▶ [GIVEN INSTRUCTION]: Produce a verbatim copy of the entries listed below.

▶ [DATA PROVIDED]:
==*==
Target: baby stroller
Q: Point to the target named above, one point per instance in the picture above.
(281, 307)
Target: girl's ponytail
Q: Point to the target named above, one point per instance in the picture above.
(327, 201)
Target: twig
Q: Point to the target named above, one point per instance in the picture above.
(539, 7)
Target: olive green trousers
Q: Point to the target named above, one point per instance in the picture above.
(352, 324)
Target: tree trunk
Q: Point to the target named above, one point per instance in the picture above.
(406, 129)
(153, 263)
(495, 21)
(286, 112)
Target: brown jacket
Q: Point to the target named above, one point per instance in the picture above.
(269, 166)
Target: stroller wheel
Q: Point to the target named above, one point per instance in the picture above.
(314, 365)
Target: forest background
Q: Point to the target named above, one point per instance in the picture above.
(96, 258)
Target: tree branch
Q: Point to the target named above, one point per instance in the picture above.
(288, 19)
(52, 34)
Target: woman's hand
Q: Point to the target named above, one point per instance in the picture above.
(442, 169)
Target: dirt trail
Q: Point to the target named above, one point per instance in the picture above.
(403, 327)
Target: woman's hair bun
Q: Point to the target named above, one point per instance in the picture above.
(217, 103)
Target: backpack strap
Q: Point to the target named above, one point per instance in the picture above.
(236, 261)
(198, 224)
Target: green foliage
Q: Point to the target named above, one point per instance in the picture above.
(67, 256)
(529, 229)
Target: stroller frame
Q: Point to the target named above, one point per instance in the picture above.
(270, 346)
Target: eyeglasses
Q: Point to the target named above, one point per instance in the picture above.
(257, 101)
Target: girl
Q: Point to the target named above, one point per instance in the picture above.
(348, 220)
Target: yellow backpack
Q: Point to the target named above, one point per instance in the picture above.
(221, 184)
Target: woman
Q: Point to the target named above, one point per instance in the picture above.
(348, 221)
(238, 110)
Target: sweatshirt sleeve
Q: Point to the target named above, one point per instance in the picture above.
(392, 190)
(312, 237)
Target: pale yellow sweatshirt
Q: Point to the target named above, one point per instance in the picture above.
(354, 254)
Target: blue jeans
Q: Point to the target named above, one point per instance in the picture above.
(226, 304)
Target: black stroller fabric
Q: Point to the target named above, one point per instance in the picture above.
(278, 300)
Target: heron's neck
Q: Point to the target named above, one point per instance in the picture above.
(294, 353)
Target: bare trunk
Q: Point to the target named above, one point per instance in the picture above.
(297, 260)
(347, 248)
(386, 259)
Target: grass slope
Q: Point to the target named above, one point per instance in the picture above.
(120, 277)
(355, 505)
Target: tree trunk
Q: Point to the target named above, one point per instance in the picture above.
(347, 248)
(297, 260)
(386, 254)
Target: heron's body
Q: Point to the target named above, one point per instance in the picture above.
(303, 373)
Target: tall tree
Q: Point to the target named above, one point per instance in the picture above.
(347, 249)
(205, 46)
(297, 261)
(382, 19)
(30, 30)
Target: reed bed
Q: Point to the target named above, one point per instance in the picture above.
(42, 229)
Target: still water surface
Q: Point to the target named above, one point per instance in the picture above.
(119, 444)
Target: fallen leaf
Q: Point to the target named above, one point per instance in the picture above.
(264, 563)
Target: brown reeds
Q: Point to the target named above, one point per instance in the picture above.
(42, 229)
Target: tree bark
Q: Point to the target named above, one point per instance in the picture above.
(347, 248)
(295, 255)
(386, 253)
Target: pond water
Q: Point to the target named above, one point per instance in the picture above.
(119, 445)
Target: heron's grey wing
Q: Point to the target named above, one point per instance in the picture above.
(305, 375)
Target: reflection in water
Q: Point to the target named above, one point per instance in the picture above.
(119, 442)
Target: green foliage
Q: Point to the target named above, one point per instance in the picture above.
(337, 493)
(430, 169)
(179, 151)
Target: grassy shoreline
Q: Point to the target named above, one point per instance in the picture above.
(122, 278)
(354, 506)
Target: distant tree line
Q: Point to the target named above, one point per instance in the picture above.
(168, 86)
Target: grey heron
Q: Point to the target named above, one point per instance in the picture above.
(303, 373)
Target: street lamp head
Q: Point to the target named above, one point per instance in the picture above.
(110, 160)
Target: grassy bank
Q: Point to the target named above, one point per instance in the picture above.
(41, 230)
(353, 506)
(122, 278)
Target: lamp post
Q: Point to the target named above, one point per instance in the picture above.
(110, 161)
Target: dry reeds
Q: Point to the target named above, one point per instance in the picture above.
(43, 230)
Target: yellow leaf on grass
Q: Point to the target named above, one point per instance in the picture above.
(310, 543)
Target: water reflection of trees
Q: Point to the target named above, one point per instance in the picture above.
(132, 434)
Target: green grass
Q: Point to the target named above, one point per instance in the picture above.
==*==
▶ [THE REPLY]:
Target: baby stroller
Q: Point to the target named above, one point per instance in the picture above.
(281, 307)
Target: girl's ponytail
Q: Point to the target named above, one point per instance in the picture above.
(327, 201)
Target: twig
Q: Point to the target named above, one point per instance in the picture above.
(539, 7)
Target: olive green trousers
Q: Point to the target named above, one point per instance in the picture above.
(352, 324)
Target: tree trunk
Q: Point to the target named above, one point per instance in the picture above.
(406, 129)
(153, 263)
(495, 21)
(286, 112)
Target: brown jacket
Q: Point to the target named above, one point per instance in the picture above.
(269, 166)
Target: stroller wheel
Q: Point to the target named above, one point per instance in the picture above.
(314, 365)
Target: forest background
Q: Point to the target named above, one point per instance in the picture above.
(96, 258)
Target: tree branch
Q: Point to the target named above, one point per instance in the picture above.
(288, 19)
(52, 34)
Target: woman's hand
Q: Point to the target named above, one point per instance in the picture above.
(442, 169)
Target: dirt trail
Q: Point to the target named above, one point per instance in the picture above.
(403, 327)
Target: woman's hair bun
Q: Point to the target named above, one point per instance in the picture above.
(217, 103)
Target: backpack strap
Q: Point to the target named above, one point per instance in the picture above.
(236, 261)
(198, 224)
Target: green foliage
Q: Point to the target named above, one point per instance in the picture above.
(67, 256)
(529, 229)
Target: stroller frame
Q: Point to the target named above, one point per instance in the picture above.
(270, 346)
Target: eyeglasses
Q: Point to the target named above, one point per instance in the picture above.
(257, 101)
Target: girl
Q: Point to the target named above, one point per instance in the picture above.
(348, 220)
Target: yellow backpack
Q: Point to the target named above, one point per instance in the picture above.
(221, 184)
Target: woman
Q: Point to the target named above, one point per instance in the picture above.
(348, 221)
(238, 110)
Target: sweatshirt sleeve
Q: Point to the target named above, one point per instance in the picture above.
(392, 190)
(312, 237)
Target: pale yellow sweatshirt
Q: Point to the target named above, one point per instance in the picture above.
(354, 254)
Target: blue jeans
Q: Point to the target named above, one point per instance in the picture above.
(226, 304)
Target: black stroller fabric
Q: Point to the target named above, one point per instance in the picture above.
(278, 300)
Target: heron's neck
Q: Point to the target named above, one point per instance in the picture above.
(294, 353)
Target: bare trunk
Q: Point to the target named above, one point per instance in the picture above.
(297, 260)
(347, 248)
(386, 259)
Target: grass slope
Q: Point to the target named above, one point per instance in the picture above.
(120, 277)
(355, 505)
Target: tree trunk
Q: Point to the target named above, one point per instance in the picture above.
(347, 248)
(297, 260)
(386, 254)
Target: heron's body
Q: Point to the target named above, one point per instance in the picture above.
(303, 373)
Target: tall tree
Q: Point to the target named above, one point per instance in the picture above.
(347, 249)
(205, 46)
(297, 261)
(382, 19)
(30, 30)
Target: reed bed
Q: Point to the target named above, one point per instance in the picture above.
(42, 229)
Target: still water surface
Q: Point to the target named above, one point per instance in the picture above.
(119, 444)
Target: fallen leaf
Q: Point to the target named above, one point per instance in the picture above.
(264, 563)
Target: brown reeds
Q: Point to the target named above, one point per instance in the picture above.
(42, 229)
Target: tree bark
Q: Point to the target named above, one point per instance in the picture above.
(347, 248)
(295, 255)
(386, 253)
Target: pond water
Q: Point to the target named above, one point per instance in the picture above.
(119, 445)
Target: heron's grey wing
Q: Point to the target named above, one point per instance in the picture above.
(305, 375)
Target: reflection in water
Q: Point to the target named above, one point per instance in the picture above.
(119, 442)
Target: green foliage
Q: Point to the target named above, one point per instance in the picture above.
(337, 493)
(430, 169)
(179, 151)
Target: grassy shoreline
Q: Point to the target named above, one point per instance in the picture above.
(122, 278)
(354, 506)
Target: distant tree line
Q: Point to the target named above, one point per instance in the picture above.
(168, 86)
Target: grey heron
Q: Point to the target named above, one point per instance in the picture above.
(303, 373)
Target: street lamp head
Q: Point to the target named above, one point per instance in the picture above.
(110, 160)
Target: grassy bank
Q: Point to the target named above, one point per instance in the picture above.
(41, 230)
(353, 506)
(122, 278)
Target: lamp post
Q: Point to the target named above, one point per instance in the picture above.
(110, 161)
Target: dry reeds
Q: Point to the target named above, one point per instance in the picture above.
(43, 230)
Target: yellow leaf on grass
Q: Point to the target named above, one point per instance in the picture above.
(310, 543)
Target: water reflection of trees
Q: Point to the target named above, one point per instance in the picture above.
(132, 434)
Target: green grass
Q: Point to the target named above, one point per instance in the picture above.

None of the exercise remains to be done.